- [Given text]
ON AN UNCOMMONLY crisp afternoon in the middle of December, new Los Angeles Angels manager Ron Washington arrived in Bridgeton, New Jersey, for his first meeting with his most important player. Washington, hired a month earlier, drove up to Mike Trout’s sprawling, custom-built mansion alongside his two new outfield coaches, Bo Porter and Eric Young Sr. They toured Trout’s expansive basement workout room, put up some shots in the neighboring basketball court and settled into the den for a conversation that lasted close to four hours.

Trout, 32, was coming off a ninth consecutive playoff-less season and a third consecutive injury-shortened one. Less than a week earlier, Shohei Ohtani, who once provided Trout his best chance at the October runs that famously elude him, had left to join the crosstown Los Angeles Dodgers. But Trout, those who attended the meeting said, didn’t spend much time lamenting. He pushed forward. He prodded the new staff about its vision, talked constantly about a desire to run the bases more freely and emphasized what he has consistently said publicly:

That he not only yearns to win, but that he wants to do so with — and only with — the Angels.

“This man has a lot invested in here,” Porter said, “and it showed.”

The speculation around Trout playing somewhere other than the Angels seems to intensify with every irrelevant month of September. It isn’t just fans and pundits; it’s players, coaches, scouts and executives who regularly wonder why the three-time MVP won’t demand a trade from the organization that has thus far failed to capitalize on his prime. Trout, however, remains unwavering in his commitment. Some have taken it as an indication that winning isn’t enough of a priority, a suggestion those who know him scoff at. Nobody, they say, is more competitive. Nobody is more hellbent on changing the narrative.

“He wants to stay,” said Torii Hunter, the longtime major league outfielder who once played with Trout and is now an Angels special assistant. “For the people that say he should get traded — it’s not their decision. It’s Trout’s decision. For people to say that he doesn’t want to win a championship — that’s 100% false. This guy’s always had fire and a desire to win.”

Since their initial meeting, Washington, Porter and Young have seen a man resolute on proving something, to both himself and those around him. In their first spring training together, they talked about him being first in drills and never shy about speaking out and consistently projecting joy. They noticed him setting a tone for everybody else.

- [Dataset entries]
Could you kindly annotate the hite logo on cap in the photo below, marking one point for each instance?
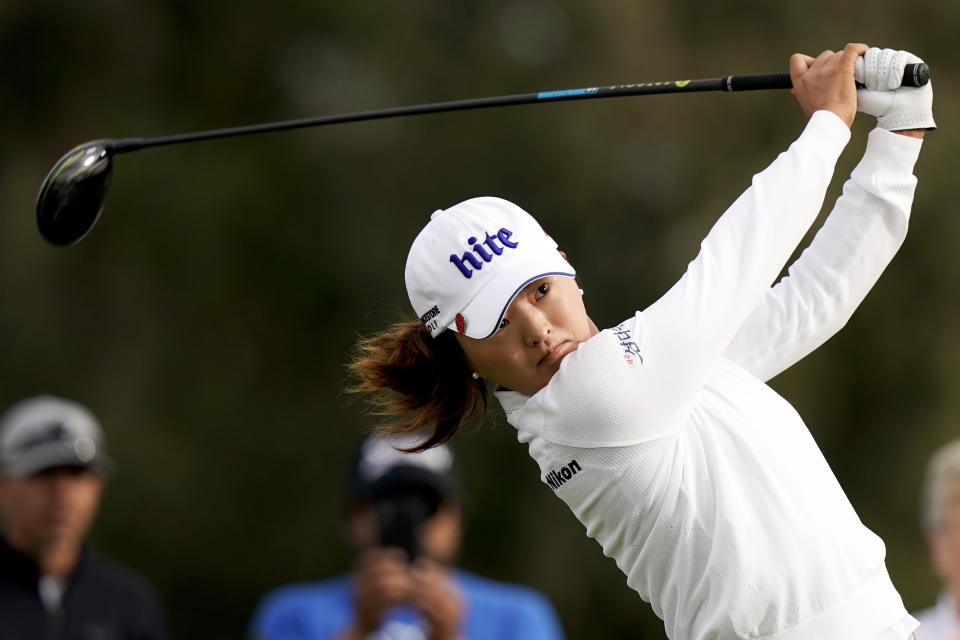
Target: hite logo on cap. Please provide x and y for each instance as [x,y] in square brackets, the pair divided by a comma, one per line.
[428,318]
[490,241]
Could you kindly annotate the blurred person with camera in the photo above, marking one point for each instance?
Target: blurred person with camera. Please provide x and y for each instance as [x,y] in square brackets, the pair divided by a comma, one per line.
[941,521]
[52,585]
[403,519]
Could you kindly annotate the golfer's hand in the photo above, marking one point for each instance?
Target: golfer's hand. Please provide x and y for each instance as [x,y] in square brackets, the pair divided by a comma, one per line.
[827,81]
[896,108]
[381,580]
[437,599]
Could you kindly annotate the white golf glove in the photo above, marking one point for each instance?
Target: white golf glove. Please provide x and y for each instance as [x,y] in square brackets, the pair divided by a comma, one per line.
[895,107]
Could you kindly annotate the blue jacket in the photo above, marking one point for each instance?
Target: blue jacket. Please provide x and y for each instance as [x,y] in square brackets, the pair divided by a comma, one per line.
[322,610]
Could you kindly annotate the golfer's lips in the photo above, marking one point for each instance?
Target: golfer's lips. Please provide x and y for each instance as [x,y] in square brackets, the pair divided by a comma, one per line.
[557,353]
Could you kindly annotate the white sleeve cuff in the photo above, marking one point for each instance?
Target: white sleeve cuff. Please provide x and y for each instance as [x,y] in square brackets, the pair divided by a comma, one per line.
[827,132]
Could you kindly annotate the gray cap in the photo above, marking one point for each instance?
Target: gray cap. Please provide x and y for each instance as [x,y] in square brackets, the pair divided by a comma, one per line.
[44,431]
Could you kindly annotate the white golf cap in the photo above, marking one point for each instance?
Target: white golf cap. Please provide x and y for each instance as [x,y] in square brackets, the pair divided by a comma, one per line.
[44,432]
[471,260]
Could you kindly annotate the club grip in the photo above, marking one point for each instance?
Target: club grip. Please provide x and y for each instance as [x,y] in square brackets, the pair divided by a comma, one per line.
[915,75]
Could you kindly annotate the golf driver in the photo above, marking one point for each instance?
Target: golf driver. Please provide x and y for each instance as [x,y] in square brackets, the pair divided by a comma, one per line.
[72,195]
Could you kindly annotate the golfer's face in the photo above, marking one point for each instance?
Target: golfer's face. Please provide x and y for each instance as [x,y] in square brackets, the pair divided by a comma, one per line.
[543,325]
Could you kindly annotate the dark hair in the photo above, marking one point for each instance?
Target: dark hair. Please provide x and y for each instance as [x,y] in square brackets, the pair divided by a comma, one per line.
[422,384]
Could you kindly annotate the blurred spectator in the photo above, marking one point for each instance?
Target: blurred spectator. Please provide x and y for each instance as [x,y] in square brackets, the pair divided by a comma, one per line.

- [Work to complete]
Answer these questions from the Mike Trout article:
(a) Which two outfield coaches came with Ron Washington to Trout's home?
(b) About how long did the conversation in the den last?
(c) What position does Torii Hunter now hold with the Angels?

- [Problem solution]
(a) Bo Porter and Eric Young Sr.
(b) Close to four hours.
(c) Special assistant.